La tua consegna |
Puoi riportare parola per parola il passo del brano sulla settimana NBA compreso tra "Con l’NBA alle" e "settimana di partite.", estremi inclusi?
═════ Brano estratto ═════
Chi sale e chi scende nella settimana NBA

Con l’NBA alle prese con l’ondata di contagi causati dalla nuova variante Omicron e corsa immediatamente ai ripari intensificando test e tracciamento per non compromettere il prosieguo della stagione, scopriamo le squadre che salgono e scendono dopo l’ultima settimana di partite.

Chi sale: Brooklyn Nets e Phoenix Suns

Brooklyn Nets: I Brooklyn Nets salgono, o forse sarebbe il caso di dire: Kevin Durant sale. Il numero 7, forte del primo posto dei suoi nella Eastern Conference, avanza a grandi falcate verso il premio di MVP, insinuando più di un legittimo dubbio tra il candidato “a furor di popolo” Steph Curry e quello che le statistiche vedono avanti, quel Nikola Jokic che lotta per tenere aggrappati i Nuggets al treno Playoffs a suon di prestazioni storiche. Playoffs che non sono certo a rischio per i Nets, grazie al 21-8 di record e alle 4 vittorie consecutive conquistate nell’ultima settimana nonostante i tanti giocatori entrati nel protocollo covid e quelli attualmente ai box per problemi fisici. Nei successi ottenuti contro Pistons, Raptors e 76ers la squadra di Nash ha infatti dovuto rinunciare a James Harden in primis ma anche a tanti gregari del roster, passando da una rotazione comunque ridotta di 10 soli giocatori agli 8 della partita in Canada e ai 9 dell’ultimo match contro Philadelphia, tra cui 4 rookie e la firma last-minute (in forza della hardship exception concessa alle squadre colpite da focolai covid) di Langston Galloway con un contratto di 10 giorni. Un’emergenza che non ha impedito però a Kevin Durant di rallentare la sua imperiosa marcia da miglior realizzatore NBA (attualmente viaggia a 29.7 punti di media) a cui sta affiancando il massimo di assist in carriera (5.9) e su percentuali irreali di efficienza, con il 52% dal campo e quasi il 63% di true shooting. Il tutto giocando una quantità di minuti non certo preventivabili a inizio anno, ma diventati necessari alla luce delle tante defezioni. Defezioni che hanno consentito a Blake Griffin di ritornare in quintetto, con due partite in doppia-cifra nelle ultime due vittorie, e più in generale ai Nets di scoprire giocatori finora poco usati come Cameron Thomas o Kessler Edwards. Col rientro di tutti gli attuali membri del roster finiti nel protocollo covid e la decisione delle ultime ore di reintegrare in squadra Kyrie Irving, per le sole partite in trasferta non essendo possibile per i non vaccinati partecipare ad eventi sportivi nello Stato di New York, Nash avrà a disposizione una squadra molto più profonda di quanto non fosse prima.
═════ Informazioni estratte ═════
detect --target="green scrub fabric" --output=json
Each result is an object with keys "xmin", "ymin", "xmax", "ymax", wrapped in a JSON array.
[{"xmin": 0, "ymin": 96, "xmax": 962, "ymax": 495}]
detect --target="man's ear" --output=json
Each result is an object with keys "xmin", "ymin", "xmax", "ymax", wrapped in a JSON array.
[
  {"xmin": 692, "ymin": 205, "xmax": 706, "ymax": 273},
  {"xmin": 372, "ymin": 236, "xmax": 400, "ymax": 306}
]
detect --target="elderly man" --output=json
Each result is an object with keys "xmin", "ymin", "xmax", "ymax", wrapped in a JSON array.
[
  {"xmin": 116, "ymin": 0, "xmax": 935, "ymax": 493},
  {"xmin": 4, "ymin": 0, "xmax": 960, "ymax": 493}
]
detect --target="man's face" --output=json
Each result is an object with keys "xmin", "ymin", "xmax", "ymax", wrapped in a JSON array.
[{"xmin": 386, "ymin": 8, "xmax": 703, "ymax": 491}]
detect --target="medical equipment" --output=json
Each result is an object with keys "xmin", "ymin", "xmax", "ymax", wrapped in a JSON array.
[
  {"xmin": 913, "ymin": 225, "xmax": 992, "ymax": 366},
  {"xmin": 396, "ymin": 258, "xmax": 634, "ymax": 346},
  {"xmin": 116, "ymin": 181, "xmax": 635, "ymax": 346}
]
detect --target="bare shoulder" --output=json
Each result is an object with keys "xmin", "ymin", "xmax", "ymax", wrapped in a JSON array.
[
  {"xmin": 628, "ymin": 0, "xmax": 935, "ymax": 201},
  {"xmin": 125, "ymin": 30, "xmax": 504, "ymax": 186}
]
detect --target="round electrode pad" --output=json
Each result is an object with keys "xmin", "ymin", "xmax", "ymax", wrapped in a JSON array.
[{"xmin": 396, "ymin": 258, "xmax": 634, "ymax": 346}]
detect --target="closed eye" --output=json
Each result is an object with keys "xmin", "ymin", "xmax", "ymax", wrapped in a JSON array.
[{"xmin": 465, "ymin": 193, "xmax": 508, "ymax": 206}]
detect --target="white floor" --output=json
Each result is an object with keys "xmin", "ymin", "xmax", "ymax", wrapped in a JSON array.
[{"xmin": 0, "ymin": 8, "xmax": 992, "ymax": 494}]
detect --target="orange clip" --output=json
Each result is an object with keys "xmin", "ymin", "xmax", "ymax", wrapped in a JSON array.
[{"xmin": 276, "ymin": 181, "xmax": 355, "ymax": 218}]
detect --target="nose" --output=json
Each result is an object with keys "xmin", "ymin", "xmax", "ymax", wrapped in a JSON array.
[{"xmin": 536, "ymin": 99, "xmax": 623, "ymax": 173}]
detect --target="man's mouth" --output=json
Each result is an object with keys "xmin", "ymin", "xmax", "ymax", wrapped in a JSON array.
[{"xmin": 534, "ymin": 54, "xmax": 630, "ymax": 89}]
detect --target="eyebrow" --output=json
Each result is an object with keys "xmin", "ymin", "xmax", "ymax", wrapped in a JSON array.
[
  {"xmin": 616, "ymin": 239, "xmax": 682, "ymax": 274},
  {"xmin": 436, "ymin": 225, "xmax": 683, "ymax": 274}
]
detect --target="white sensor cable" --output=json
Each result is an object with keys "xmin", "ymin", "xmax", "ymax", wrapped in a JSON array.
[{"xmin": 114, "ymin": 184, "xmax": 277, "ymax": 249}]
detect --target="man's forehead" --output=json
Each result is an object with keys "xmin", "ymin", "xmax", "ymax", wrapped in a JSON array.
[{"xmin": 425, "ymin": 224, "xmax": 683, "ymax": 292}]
═════
Soluzione dell'esercizio |
Con l’NBA alle prese con l’ondata di contagi causati dalla nuova variante Omicron e corsa immediatamente ai ripari intensificando test e tracciamento per non compromettere il prosieguo della stagione, scopriamo le squadre che salgono e scendono dopo l’ultima settimana di partite.